ПИСЬМЕННОЕ ЗАДАНИЕ =>
Напишите продолжение воспоминаний о войне и романе «Буря». Начните сразу после их последней фразы.

ДОКУМЕНТ =>
Я говорил, что в мирное время у каждого человека свой путь, свои радости и горести, а война не только все рядит в одежду защитного цвета, она не терпит и душевного многообразия, перед нею отступают и возраст, и особенности характера, и биография. В годы войны я думал и чувствовал, как все мои соотечественники.

Мне неохота повторять и себя, но боюсь – это неизбежно. В длинном романе «Буря» много встреч, бесед, картин, переживаний связано с воспоминаниями автора. Я помню два ржевских дома, их окрестили «полковник» и «подполковник», на них часто глядела одна из героинь романа Рая, я видел Осипа в Минске, когда взрывались здания, заминированные немцами, я был с Сергеем в Вильнюсе на кладбище Рос и, как доктор Крылов, в Щиграх я ночевал у молодой женщины, которая жила с немецким офицером. Мне хотелось бы не столько восстановить события, сколько попытаться взглянуть на них сегодняшними глазами.

ИСХОДНЫЕ ДАННЫЕ =>
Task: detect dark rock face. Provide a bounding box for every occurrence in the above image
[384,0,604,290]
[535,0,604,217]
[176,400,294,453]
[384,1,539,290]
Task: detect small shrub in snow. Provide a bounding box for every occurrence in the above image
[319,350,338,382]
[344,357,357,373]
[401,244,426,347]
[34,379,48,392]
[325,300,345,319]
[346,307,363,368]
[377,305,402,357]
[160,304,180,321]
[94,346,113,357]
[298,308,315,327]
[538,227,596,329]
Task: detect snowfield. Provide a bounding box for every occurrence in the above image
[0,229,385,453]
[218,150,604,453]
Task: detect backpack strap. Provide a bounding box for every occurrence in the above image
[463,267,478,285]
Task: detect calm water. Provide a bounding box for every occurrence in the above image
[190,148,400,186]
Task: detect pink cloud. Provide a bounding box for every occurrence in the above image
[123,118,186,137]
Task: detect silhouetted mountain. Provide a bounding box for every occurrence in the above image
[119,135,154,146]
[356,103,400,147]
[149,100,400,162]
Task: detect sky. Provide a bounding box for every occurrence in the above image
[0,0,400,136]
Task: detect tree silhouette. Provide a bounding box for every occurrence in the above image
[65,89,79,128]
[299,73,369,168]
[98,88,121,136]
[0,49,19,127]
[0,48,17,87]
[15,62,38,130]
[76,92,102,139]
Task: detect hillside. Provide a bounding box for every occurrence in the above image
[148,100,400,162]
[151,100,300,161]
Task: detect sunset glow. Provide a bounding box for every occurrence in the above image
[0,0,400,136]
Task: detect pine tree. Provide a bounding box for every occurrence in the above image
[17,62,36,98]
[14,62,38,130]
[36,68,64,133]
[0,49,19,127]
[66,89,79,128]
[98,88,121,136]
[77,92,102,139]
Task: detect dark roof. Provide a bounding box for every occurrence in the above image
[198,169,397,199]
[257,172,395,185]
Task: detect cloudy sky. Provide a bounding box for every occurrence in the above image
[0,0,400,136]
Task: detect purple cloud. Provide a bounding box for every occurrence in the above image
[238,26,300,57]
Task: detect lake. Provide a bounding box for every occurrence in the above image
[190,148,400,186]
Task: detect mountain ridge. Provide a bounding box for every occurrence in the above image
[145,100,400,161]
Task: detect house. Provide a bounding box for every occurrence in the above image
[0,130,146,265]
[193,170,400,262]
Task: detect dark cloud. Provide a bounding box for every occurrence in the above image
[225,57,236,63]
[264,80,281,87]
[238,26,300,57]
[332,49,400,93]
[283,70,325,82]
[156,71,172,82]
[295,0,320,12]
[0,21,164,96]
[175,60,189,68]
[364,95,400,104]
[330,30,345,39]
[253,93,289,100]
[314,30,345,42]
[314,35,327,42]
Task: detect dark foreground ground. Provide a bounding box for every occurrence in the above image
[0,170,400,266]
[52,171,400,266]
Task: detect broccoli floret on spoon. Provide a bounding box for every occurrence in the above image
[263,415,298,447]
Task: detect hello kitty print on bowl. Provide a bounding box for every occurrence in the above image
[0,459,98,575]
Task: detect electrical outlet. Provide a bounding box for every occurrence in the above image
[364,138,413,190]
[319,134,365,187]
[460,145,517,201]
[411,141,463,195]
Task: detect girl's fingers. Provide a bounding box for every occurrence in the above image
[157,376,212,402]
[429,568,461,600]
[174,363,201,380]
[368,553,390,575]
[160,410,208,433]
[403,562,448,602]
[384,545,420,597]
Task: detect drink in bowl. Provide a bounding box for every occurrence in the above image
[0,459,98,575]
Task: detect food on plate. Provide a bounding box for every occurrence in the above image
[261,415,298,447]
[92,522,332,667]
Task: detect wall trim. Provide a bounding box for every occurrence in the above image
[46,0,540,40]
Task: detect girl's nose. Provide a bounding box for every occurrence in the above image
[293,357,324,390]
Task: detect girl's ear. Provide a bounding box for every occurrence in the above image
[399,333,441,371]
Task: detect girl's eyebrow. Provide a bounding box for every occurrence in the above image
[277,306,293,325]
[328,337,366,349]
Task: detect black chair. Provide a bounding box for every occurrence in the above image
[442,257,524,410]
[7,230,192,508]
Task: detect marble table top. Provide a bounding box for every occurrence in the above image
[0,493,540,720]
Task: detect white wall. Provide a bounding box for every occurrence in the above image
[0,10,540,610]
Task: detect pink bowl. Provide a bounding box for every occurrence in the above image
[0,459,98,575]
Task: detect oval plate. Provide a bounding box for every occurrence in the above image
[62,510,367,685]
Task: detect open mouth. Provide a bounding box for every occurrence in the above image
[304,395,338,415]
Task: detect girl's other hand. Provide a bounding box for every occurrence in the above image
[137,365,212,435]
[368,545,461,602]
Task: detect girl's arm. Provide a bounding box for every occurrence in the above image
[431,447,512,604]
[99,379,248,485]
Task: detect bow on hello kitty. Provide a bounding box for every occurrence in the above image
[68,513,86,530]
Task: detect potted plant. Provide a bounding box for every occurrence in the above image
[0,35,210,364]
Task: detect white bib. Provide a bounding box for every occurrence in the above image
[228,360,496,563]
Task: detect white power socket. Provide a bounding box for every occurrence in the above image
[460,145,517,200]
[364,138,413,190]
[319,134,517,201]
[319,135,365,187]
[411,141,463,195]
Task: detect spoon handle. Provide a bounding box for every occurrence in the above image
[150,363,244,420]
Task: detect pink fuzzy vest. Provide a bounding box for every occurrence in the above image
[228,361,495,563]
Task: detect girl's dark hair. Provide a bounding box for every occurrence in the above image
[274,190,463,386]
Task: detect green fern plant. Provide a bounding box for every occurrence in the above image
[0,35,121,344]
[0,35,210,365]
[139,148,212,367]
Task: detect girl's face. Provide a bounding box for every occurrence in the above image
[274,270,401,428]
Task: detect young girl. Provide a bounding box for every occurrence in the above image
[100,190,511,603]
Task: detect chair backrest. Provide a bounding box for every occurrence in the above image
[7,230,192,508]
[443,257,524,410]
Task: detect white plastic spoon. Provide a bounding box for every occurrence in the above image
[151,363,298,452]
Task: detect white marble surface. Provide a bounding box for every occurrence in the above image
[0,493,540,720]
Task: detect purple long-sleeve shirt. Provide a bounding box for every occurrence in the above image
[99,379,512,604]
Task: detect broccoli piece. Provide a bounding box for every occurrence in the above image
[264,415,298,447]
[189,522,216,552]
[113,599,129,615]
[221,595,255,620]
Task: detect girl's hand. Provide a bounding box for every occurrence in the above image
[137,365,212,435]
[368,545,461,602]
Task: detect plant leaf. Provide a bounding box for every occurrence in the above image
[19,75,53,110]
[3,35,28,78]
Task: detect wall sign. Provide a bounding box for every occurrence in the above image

РЕЗУЛЬТАТ ЗАДАНИЯ =>
Передо мной встают первые месяцы войны. Потом люди привыкли ко всему, сложился военный быт, а летом, осенью 1941 года города метались, скрипели, рушились, как деревья. Все было внове и непонятно – призывные пункты, расставания, задорные песни, слезы, дежурства на крышах, зловещие слухи, слово «окружение», страшное, как чума или мор, длинные эшелоны, дороги, забитые беженцами, нарастающая тревога. В моей записной книжке – даты и города: 27 июня – Минск, 1 июля – Рига, 10 июля – Остров, 14 июля – Псков, 17 июля – Витебск, 20 июля – Смоленск, 14 августа – Кривой Рог, 20 августа – Новгород, Гомель, Херсон, 26 августа – Днепропетровск, 1 сентября – Гатчина, Каховка, 13 сентября – Чернигов, Ромны, 20 сентября – Киев… (Я записывал то, что узнавал в «Красной звезде»; сводки по большей части говорили о «направлении».) За три месяца мы потеряли территорию много большую, чем вся Франция. Теперь это страницы истории, а тогда это было смертельным томлением. Затаив дыхание, мы ждали очередную сводку. Радиоприемники вскоре отобрали, остались «тарелки», и дважды в день «тарелка» с хрипом сообщала, что отделение сержанта Васильева уничтожило три вражеских танка, что пленные говорят о моральном разложении немецкой армии, что греческие или голландские патриоты приветствуют Красную Армию и что мы отходим, все отходим и отходим.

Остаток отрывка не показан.